------ ФРАГМЕНТ ТЕКСТА ------

Чем «стягиваются» современное и традиционное общества? Локк считал, что гражданское общество возникло для защиты от бедных. На более высоком уровне абстракции философы видели в возникновении человеческого общества результат грехопадения, необходимость обуздать угрозы, исходящие из самой человеческой злобы. Б. Мандевиль писал в «Басне о пчелах» (1705): «Не добрые и любезные, но злые и ненавистные качества человека, его несовершенства, его желания преимуществ, которыми щедро наделены другие животные, являются главной причиной, которая сделала людей более общественными, чем другие животные, с тех пор, как люди были изгнаны из рая… Если бы человек остался в состоянии примитивной невинности и продолжал бы пользоваться присущей ему благодатью, не было бы и тени возможности ему стать общественным существом, каким он является теперь».

Для нашей темы полезна книга французского историка и культуролога Ж. Делюмо «Ужасы на Западе». В главе «Страх вездесущ» он пишет о становлении современного Запада: «В Европе начала Нового времени повсюду царил явный или скрытый страх». Этот страх был связан с крушением религиозной картины мира в ходе Реформации, изменением представлений о человеке, обществе и государстве — с разрушением традиционного общества и переходом к обществу «свободных индивидов». Н.А. Бердяев в книге «Смысл истории» (1923) писал: «В средние века человек жил в корпорациях, в органическом целом, в котором не чувствовал себя изолированным атомом, а был органической частью целого, с которым он чувствовал связанной свою судьбу. Все это прекращается в последний период новой истории. Новый человек изолируется. Когда он превращается в оторванный атом, его охватывает чувство невыразимого ужаса» [140].13

В цивильном обществе, где кровожадность «естественного» человека была усмирена правом, так что «война всех против всех» приняла форму конкуренции, движущей силой, соединяющей людей в общество, является страх. Уже Гоббс вводит этот постулат: «Следует признать, что происхождение многочисленных и продолжительных человеческих сообществ связано… с их взаимным страхом» [50, с. 302]. То есть под той положительной мотивацией, какой А. Смит считал поиск выгоды на рынке, лежит страх быть побежденным в конкуренции. При этом страх должен быть всеобщим. Кроме того, должно существовать равенство в страхе. Гоббс пишет: «Когда же частные граждане, т. е. подданные, требуют свободы, они подразумевают под этим именем не свободу, а господство» [113, с. 367].

------ ВЫДЕРЖКА ИЗ ДАННЫХ ------

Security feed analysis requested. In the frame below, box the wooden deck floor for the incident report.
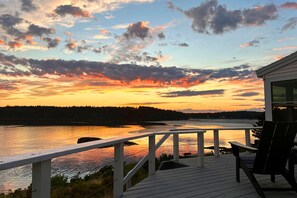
[124,155,297,198]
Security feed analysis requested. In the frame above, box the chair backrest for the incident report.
[253,121,297,174]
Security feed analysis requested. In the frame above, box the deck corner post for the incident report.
[148,135,156,176]
[173,133,179,161]
[213,129,220,157]
[245,129,251,146]
[197,132,204,168]
[113,142,124,198]
[32,159,51,198]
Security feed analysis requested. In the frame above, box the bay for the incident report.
[0,119,256,193]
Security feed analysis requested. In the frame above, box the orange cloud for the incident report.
[8,41,23,49]
[273,55,284,61]
[281,2,297,9]
[272,46,297,51]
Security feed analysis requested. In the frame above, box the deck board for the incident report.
[124,155,297,198]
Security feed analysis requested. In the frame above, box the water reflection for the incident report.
[0,120,254,193]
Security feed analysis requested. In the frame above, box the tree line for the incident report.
[0,106,189,125]
[0,106,261,125]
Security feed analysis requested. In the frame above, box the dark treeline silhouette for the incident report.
[0,106,188,125]
[188,111,262,119]
[0,106,261,126]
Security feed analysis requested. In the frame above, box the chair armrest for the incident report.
[229,141,258,156]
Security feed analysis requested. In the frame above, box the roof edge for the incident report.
[256,51,297,78]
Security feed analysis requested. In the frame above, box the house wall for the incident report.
[263,61,297,120]
[265,62,297,81]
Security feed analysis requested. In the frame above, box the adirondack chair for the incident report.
[229,121,297,197]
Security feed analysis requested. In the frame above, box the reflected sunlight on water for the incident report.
[0,120,255,193]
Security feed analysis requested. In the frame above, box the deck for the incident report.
[124,155,297,198]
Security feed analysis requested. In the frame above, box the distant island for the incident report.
[0,106,261,126]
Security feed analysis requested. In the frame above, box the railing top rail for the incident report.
[170,127,262,131]
[0,129,205,170]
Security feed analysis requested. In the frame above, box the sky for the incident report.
[0,0,297,112]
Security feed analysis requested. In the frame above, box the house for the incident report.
[256,51,297,121]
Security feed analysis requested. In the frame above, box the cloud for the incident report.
[158,32,165,40]
[20,0,38,12]
[178,43,189,47]
[175,0,278,34]
[0,53,256,87]
[272,46,297,51]
[112,24,130,29]
[93,47,102,54]
[281,17,297,32]
[43,37,61,48]
[103,21,169,65]
[240,37,264,48]
[8,41,23,49]
[0,14,24,38]
[160,89,224,98]
[0,79,17,91]
[54,5,91,18]
[123,21,149,40]
[280,2,297,10]
[234,91,259,97]
[27,24,55,37]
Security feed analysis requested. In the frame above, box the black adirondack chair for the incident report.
[229,121,297,197]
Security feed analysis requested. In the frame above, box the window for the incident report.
[271,79,297,121]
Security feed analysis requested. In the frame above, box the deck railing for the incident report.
[0,127,255,198]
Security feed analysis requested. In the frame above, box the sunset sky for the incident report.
[0,0,297,112]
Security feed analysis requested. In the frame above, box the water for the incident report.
[0,119,255,193]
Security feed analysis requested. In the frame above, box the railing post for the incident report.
[245,129,251,146]
[113,143,124,198]
[149,135,156,176]
[173,133,179,160]
[197,132,204,167]
[213,129,220,157]
[32,159,51,198]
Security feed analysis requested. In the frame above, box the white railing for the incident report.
[0,127,255,198]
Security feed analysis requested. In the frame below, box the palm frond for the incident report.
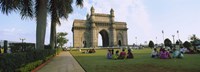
[0,0,20,15]
[20,0,33,19]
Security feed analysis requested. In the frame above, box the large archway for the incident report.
[72,7,128,48]
[99,30,109,47]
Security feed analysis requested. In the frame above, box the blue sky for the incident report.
[0,0,200,46]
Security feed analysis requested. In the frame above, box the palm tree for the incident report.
[0,0,48,49]
[0,0,83,49]
[49,0,83,49]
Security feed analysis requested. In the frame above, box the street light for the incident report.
[20,38,26,51]
[177,30,180,40]
[156,37,157,44]
[135,37,137,45]
[19,38,26,43]
[172,35,175,44]
[162,30,164,44]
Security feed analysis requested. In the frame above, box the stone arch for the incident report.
[72,8,128,48]
[117,32,123,46]
[99,29,109,47]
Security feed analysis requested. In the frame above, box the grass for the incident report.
[70,48,200,72]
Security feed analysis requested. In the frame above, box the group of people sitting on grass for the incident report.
[107,49,134,60]
[151,47,184,59]
[82,49,96,53]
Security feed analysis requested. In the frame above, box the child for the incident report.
[118,49,126,59]
[113,50,119,60]
[127,49,133,59]
[107,50,112,59]
[151,48,158,58]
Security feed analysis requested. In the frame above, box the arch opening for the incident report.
[98,30,109,47]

------

**ЧТО НУЖНО СДЕЛАТЬ**
Назовите всех людей, упомянутых по фамилии во фрагменте о страхе как основе общества, в порядке их первого появления в тексте.

**ПИСЬМЕННЫЙ ОТВЕТ**
Локк, Б. Мандевиль, Ж. Делюмо, Н.А. Бердяев, Гоббс, А. Смит.